§ **Exercise directions**
Print the records below exactly, from the line containing "Task: for the roadway count, mark the man's short" down to the line containing "Task: for the roadway count, mark the woman's lips", both lines included, and omit every picture.

======== Data shown

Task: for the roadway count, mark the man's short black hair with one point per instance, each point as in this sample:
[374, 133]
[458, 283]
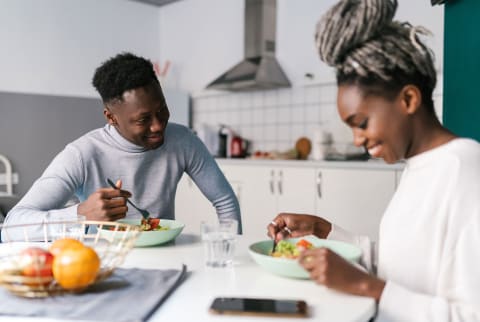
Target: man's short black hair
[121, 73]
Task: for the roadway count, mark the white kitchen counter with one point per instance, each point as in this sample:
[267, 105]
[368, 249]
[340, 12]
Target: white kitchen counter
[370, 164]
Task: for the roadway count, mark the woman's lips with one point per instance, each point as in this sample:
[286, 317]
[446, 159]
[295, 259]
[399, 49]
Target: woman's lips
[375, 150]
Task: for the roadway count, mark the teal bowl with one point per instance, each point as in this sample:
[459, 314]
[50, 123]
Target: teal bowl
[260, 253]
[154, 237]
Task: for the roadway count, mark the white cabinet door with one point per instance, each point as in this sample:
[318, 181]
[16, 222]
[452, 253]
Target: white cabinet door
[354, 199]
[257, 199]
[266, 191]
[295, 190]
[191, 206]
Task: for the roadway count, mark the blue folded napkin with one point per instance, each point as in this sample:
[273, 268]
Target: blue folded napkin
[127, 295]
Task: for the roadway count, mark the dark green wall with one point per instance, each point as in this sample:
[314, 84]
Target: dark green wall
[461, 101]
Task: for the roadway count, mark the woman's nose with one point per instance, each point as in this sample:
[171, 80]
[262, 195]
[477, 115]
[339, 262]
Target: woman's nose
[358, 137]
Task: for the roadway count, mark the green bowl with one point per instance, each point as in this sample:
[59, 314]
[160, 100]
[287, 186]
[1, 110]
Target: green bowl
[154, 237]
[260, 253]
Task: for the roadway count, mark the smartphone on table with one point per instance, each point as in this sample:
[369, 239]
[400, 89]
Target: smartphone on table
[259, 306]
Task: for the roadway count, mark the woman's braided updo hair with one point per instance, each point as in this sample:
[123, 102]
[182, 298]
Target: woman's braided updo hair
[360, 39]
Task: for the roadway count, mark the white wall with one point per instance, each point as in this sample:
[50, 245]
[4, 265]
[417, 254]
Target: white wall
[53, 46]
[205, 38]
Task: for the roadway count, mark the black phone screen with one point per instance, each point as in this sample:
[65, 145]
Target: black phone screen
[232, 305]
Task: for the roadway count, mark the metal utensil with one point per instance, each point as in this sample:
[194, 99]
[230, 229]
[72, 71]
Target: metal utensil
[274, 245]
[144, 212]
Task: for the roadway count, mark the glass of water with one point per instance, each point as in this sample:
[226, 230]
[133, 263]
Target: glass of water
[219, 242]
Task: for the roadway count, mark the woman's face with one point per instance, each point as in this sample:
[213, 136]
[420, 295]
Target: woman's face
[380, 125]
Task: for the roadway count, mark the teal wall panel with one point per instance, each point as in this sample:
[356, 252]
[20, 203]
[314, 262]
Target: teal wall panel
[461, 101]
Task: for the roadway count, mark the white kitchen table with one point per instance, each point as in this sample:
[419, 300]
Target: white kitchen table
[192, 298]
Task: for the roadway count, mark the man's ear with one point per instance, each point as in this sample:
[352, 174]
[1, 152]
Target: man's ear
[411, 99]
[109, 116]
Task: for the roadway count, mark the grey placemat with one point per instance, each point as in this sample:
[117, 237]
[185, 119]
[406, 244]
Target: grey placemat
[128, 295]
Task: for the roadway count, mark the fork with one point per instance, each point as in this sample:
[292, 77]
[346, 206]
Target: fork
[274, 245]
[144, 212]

================
======== Data shown

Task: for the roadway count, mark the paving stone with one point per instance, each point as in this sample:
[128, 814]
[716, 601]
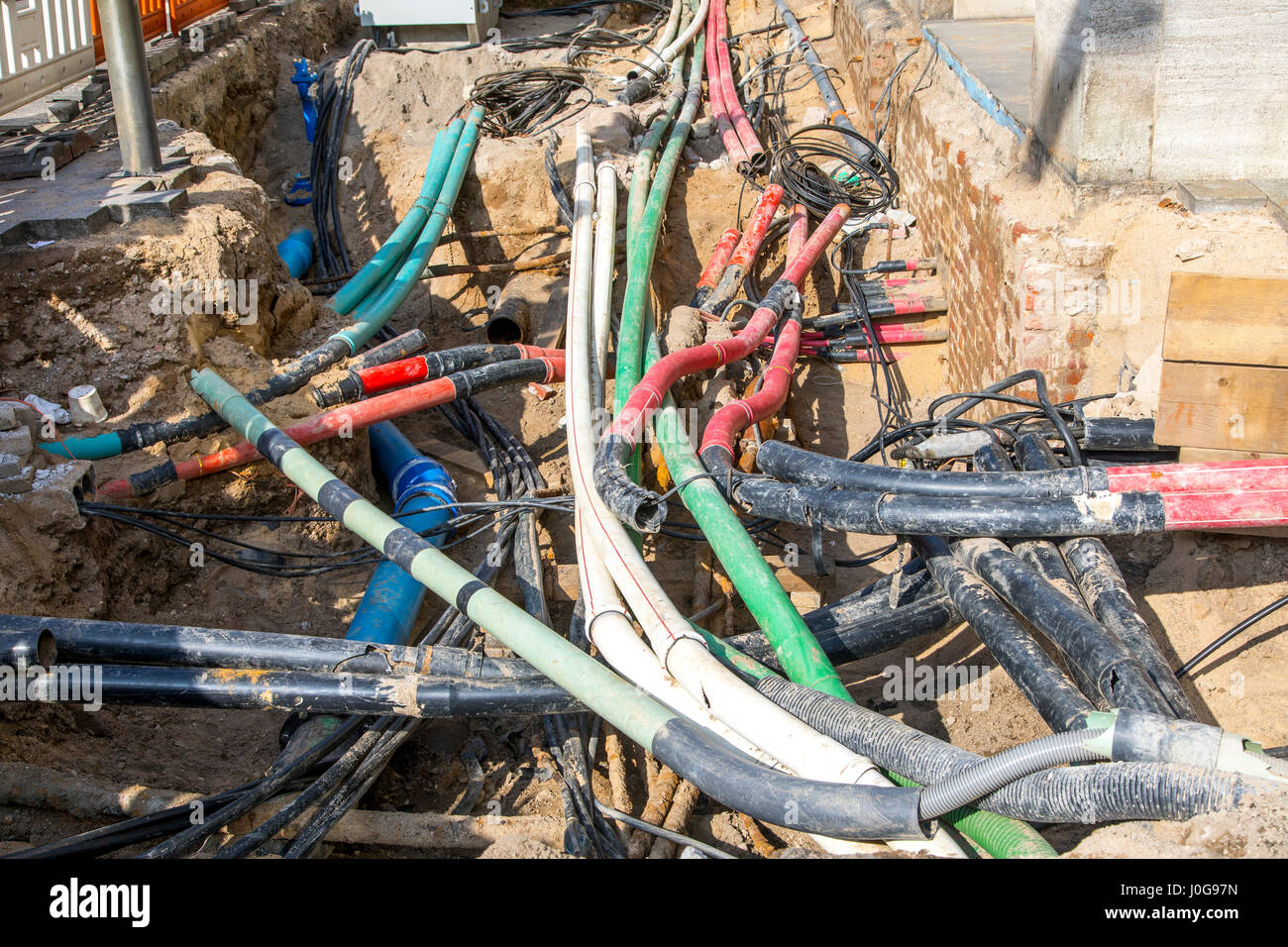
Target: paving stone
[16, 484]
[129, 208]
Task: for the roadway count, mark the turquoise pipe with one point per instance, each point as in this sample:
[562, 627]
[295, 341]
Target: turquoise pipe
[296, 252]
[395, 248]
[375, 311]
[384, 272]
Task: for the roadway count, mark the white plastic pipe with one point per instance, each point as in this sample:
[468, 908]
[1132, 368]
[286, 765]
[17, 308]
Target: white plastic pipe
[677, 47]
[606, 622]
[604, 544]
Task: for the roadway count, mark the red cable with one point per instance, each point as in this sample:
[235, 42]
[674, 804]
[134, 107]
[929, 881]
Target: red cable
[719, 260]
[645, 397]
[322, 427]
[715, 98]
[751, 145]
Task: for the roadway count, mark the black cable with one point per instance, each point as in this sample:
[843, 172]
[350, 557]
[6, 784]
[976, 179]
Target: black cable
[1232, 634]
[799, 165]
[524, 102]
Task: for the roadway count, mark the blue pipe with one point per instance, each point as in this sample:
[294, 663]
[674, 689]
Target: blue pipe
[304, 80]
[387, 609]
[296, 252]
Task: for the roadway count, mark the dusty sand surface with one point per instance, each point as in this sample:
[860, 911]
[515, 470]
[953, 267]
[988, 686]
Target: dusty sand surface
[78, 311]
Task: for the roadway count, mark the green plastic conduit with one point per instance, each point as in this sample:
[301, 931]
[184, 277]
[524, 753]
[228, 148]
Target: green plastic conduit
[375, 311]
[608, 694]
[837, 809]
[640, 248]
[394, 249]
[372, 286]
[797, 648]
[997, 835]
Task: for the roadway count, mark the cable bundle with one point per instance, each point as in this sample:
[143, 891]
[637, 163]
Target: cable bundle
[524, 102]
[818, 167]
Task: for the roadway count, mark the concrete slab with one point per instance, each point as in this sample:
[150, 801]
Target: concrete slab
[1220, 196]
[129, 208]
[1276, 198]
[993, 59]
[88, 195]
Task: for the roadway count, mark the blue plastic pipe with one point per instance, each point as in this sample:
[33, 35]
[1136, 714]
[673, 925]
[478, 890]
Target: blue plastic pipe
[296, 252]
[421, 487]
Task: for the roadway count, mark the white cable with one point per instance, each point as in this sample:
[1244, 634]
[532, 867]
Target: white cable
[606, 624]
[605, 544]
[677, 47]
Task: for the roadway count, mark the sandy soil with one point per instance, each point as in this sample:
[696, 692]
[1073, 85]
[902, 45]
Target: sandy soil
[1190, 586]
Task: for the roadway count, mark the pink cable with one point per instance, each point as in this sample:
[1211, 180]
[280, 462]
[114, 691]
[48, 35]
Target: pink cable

================
======== Data shown

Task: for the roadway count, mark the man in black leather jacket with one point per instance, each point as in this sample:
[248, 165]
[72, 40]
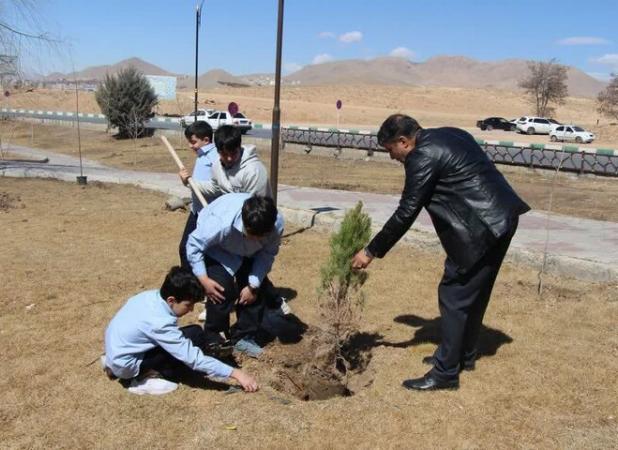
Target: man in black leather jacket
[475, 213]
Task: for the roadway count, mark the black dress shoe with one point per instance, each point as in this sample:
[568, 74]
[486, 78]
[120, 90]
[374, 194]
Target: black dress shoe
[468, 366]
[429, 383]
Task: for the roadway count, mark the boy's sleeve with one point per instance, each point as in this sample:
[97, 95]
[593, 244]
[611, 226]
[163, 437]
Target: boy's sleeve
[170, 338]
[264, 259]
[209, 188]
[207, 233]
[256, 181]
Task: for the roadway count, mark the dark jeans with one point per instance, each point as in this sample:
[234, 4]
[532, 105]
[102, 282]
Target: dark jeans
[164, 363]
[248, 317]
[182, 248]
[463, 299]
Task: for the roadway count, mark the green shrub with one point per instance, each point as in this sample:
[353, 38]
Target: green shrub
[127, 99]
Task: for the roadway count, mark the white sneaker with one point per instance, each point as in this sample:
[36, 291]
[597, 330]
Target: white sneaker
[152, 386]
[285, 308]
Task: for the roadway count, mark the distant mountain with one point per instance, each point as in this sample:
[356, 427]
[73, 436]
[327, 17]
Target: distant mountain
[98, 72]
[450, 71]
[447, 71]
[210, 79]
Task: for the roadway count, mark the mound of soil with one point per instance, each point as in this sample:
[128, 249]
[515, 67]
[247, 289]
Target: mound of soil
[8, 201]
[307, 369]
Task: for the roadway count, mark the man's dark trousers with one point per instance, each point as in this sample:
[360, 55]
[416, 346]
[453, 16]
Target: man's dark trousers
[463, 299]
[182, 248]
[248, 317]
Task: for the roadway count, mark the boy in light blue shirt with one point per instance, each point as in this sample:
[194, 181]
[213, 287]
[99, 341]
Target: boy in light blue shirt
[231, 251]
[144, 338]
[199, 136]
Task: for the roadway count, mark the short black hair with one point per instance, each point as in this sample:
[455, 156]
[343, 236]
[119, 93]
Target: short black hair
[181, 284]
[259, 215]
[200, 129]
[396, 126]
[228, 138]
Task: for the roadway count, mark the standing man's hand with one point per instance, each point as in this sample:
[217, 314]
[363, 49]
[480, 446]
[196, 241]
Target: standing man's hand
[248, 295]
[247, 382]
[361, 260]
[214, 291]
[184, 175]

================

§ **Exercise response**
Task: for the roadway count, mark the man's short black hair with one point per instance, each point as in this sample:
[374, 133]
[458, 283]
Target: man's short black hair
[121, 73]
Task: for the roadway count, mark the white kitchen counter with one point per instance, each point as in this sample:
[267, 105]
[368, 249]
[340, 12]
Target: white kitchen counter
[370, 164]
Task: for the roadway count, mark the woman's lips with one point per instance, each point as in this sample:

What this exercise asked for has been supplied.